* **WRITTEN EXERCISE**:
Put each line of the data below into a JSON list of strings, one string per line, skipping blank lines and leaving out the pictures.

··· RECORDS TO USE

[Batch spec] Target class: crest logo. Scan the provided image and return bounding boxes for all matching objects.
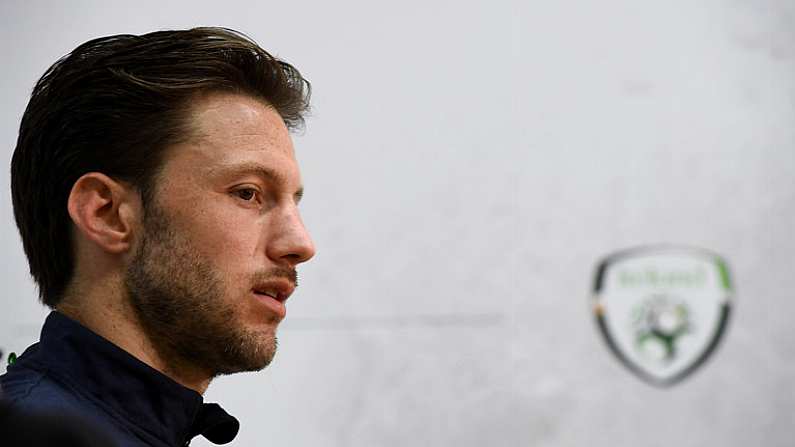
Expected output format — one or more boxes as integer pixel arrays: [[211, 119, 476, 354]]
[[593, 247, 732, 386]]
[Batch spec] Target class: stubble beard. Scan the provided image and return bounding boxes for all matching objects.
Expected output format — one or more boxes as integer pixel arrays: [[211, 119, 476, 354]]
[[125, 204, 277, 377]]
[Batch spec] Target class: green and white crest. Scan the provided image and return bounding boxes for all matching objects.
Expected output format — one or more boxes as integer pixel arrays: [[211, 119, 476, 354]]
[[593, 247, 732, 386]]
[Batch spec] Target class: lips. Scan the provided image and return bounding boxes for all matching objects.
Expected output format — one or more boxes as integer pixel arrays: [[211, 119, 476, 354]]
[[252, 280, 295, 303]]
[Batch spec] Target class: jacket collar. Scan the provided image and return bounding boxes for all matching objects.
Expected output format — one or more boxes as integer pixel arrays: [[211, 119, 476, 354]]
[[31, 311, 240, 446]]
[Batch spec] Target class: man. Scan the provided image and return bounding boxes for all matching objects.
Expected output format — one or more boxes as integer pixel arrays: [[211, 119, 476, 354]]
[[0, 28, 314, 446]]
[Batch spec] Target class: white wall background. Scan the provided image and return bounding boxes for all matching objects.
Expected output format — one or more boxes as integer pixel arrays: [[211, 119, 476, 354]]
[[0, 0, 795, 446]]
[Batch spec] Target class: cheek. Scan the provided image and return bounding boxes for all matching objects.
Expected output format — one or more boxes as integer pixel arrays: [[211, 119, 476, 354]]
[[188, 210, 262, 270]]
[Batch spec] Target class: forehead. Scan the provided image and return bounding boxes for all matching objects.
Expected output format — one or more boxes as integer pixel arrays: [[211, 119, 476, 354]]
[[187, 93, 293, 154], [162, 93, 300, 183]]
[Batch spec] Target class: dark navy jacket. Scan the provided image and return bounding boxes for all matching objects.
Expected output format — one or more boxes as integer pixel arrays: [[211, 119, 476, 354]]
[[0, 312, 239, 447]]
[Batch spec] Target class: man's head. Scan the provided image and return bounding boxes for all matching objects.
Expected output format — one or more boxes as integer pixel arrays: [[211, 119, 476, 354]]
[[11, 28, 314, 374]]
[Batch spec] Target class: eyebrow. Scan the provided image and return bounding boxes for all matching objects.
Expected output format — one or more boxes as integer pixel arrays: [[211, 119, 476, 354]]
[[209, 162, 304, 203]]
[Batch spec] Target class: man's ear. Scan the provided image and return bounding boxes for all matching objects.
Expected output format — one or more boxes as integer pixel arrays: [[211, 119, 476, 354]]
[[67, 172, 141, 254]]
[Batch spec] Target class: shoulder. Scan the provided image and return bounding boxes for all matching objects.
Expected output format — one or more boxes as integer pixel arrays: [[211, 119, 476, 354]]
[[0, 363, 90, 413]]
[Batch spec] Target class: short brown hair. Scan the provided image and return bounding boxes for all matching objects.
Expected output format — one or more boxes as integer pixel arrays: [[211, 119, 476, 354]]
[[11, 28, 311, 307]]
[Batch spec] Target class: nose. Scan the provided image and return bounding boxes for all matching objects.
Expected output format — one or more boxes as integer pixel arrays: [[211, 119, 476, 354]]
[[268, 206, 315, 267]]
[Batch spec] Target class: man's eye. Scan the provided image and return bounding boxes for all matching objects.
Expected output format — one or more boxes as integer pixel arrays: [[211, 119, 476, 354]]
[[235, 188, 257, 202]]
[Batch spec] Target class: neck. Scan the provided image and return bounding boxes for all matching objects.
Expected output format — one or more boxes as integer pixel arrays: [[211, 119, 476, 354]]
[[56, 281, 212, 394]]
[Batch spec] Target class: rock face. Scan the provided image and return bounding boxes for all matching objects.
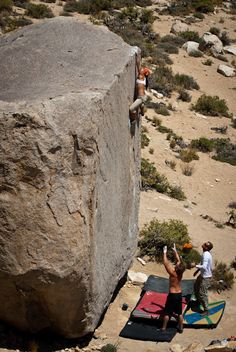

······

* **WRITTEN ANSWER**:
[
  "[Batch spec] Target class: crest logo. Scan the provided image and return bounding boxes for all matching objects.",
  "Expected output format — one or more boxes as integer pixel arrays: [[211, 119, 476, 354]]",
  "[[593, 247, 732, 386]]",
  "[Batch spec] Target class: stubble beard. Scan the provided image and return bounding boxes for all matching objects.",
  "Expected output format — one or more boxes as integer pixel arrays: [[211, 119, 476, 354]]",
  "[[125, 204, 277, 377]]",
  "[Batch spec] Target class: green and white crest. Scan the provided image and return bounding boxes for all matching objects.",
  "Expected output format — one or more boxes as integer pixel arrays: [[211, 119, 476, 354]]",
  "[[593, 247, 732, 386]]",
  "[Batch spec] Target class: lips. Scan the provided image and return bounding boxes for all matching objects.",
  "Expected output format — one or more boxes as integer pixel arrays: [[211, 119, 476, 354]]",
  "[[252, 280, 295, 303]]",
  "[Batch spec] Target class: jacket collar. Scan the provided image and return bounding boxes for all matching objects.",
  "Expected output format — one or more boxes as integer pixel arrays: [[211, 119, 476, 354]]",
  "[[31, 311, 240, 446]]",
  "[Batch spec] Target class: man. Scan the provided image and return bounding boxes for all matching objects.",
  "Expected output format — one or more boxes as integer pixel arrays: [[211, 119, 476, 354]]",
  "[[0, 28, 314, 446]]",
  "[Batch spec] Target class: white wall background. Scan the provided image and return bounding boxes for all matching objects.",
  "Expected output format — one or more boxes as integer pixel arrays: [[211, 119, 476, 354]]",
  "[[0, 0, 795, 446]]",
  "[Batch spec] Target class: cheek. Scan the provided image and return bounding boxes for all matching objects.",
  "Expected output format — one or more boxes as integer pixel arrays: [[211, 119, 476, 354]]",
  "[[188, 210, 262, 270]]",
  "[Batch spec] Target class: forehead. Scan the provided image and return bounding boxes for all matching objects.",
  "Expected output format — one or more boxes as integer pixel arrays: [[211, 119, 476, 354]]",
  "[[187, 93, 293, 154], [162, 93, 300, 183]]",
  "[Batch spec] Target class: dark navy jacket. Scan the provided image and return bounding boxes for all matching objects.",
  "Expected output format — one or more boxes as integer pixel arrays: [[211, 119, 476, 354]]",
  "[[0, 312, 239, 447]]",
  "[Batch spec] Target class: man's head. Scan the provided image and return bounding boxes for all matching objects.",
  "Expected output format — one or more boxes as integer pixel arrays: [[211, 119, 476, 354]]",
  "[[11, 28, 314, 374]]",
  "[Batch spec] Target class: eyebrow. Scan the provided image and return bounding boxes for all matching objects.",
  "Expected output format — one or more boxes as integer pixel arrays: [[211, 119, 476, 354]]",
  "[[209, 162, 304, 203]]",
  "[Batch spec] Target class: man's ear. Scan the provided image and return bounding boxes for all matching objects.",
  "Expected output format — one or more boxes as integer pixel arrays: [[211, 119, 476, 354]]",
  "[[67, 172, 141, 254]]",
  "[Batch spec] Target class: shoulder. Scan the provided image and return bounding boxes for all matching objects.",
  "Expected output format — one or more boxes as integer pixel arrays: [[211, 119, 476, 354]]",
  "[[0, 363, 90, 413]]",
  "[Batch spec] Target class: short brown hair. Scan the provided image and return bounding boxes for all matching objects.",
  "Expected output format — one or more boxes as integer pixel arrays: [[211, 119, 476, 354]]",
  "[[11, 28, 311, 307]]",
  "[Batch spec] Target class: nose. Scan the provided image and return bounding boxes for all matching objects.",
  "Expected output format — one or more boxes as integer pixel arrays: [[211, 119, 476, 354]]",
  "[[268, 206, 315, 267]]",
  "[Batch spec] Target class: man's eye. Scan the provided image and return bounding boxes for all matching objects.",
  "Expected output format — one or more boxes as integer pixel arrays: [[211, 119, 476, 354]]",
  "[[235, 188, 257, 202]]",
  "[Batch spec] Target class: neck. Scan the provided image and return bounding boxes for all matching objects.",
  "Expected output format — one or more boxes as integer pixel arrays: [[211, 119, 476, 354]]",
  "[[56, 281, 212, 394]]",
  "[Batch spec] Target class: rock face. Scan the provided image and return bounding boxes for all matching objects."
]